[start]

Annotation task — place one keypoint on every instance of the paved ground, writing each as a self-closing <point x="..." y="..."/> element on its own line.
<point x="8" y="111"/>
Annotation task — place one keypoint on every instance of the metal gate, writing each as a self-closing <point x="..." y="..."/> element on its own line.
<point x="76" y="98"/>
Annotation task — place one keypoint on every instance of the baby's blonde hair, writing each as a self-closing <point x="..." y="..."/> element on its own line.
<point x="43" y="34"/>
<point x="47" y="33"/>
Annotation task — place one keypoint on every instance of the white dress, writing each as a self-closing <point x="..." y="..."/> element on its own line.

[end]
[start]

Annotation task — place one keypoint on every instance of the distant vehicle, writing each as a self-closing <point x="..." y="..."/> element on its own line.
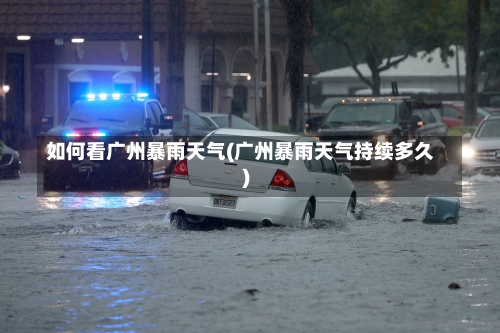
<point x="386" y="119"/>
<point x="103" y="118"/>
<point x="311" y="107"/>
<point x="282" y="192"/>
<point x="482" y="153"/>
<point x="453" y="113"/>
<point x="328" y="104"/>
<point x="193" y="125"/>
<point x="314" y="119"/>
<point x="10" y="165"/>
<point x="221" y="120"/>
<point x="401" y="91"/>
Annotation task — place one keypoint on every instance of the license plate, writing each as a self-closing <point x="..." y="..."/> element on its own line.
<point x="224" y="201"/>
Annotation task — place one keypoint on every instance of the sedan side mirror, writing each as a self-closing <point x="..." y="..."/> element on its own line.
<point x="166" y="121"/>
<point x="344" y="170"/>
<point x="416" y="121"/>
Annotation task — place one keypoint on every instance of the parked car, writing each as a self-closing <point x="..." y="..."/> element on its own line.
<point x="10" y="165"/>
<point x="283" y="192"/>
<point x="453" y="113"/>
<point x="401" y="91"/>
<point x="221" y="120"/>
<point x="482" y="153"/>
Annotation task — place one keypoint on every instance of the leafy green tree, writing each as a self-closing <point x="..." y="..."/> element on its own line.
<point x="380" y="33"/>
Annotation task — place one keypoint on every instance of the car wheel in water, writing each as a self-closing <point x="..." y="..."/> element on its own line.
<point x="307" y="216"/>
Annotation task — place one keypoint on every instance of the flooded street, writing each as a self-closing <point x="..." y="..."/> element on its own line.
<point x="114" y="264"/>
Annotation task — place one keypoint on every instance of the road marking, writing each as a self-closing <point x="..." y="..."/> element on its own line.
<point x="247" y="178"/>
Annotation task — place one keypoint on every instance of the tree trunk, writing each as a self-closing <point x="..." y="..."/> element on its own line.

[end]
[start]

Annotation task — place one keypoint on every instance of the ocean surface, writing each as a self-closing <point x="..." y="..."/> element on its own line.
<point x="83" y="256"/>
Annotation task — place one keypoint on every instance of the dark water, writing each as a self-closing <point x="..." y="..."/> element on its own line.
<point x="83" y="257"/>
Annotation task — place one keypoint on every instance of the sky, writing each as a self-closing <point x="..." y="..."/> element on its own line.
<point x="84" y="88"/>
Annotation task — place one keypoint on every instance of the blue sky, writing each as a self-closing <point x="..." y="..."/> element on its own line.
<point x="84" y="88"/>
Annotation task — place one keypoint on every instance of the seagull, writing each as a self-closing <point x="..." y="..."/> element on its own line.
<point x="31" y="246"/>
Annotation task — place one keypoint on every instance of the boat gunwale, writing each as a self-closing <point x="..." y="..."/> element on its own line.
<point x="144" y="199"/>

[end]

■ Stated goal:
Give back only the lines from the one containing "of the road" up to and including the one containing "of the tree", with "keypoint" replaced by "marker" and nothing else changed.

■ The answer:
Annotation task — place one marker on every instance of the road marking, writing each as a self-closing <point x="..." y="..."/> element on its own line.
<point x="247" y="178"/>
Annotation task — place one marker on every instance of the tree trunk, writing each as a self-closing <point x="..." y="..."/> element on its own line.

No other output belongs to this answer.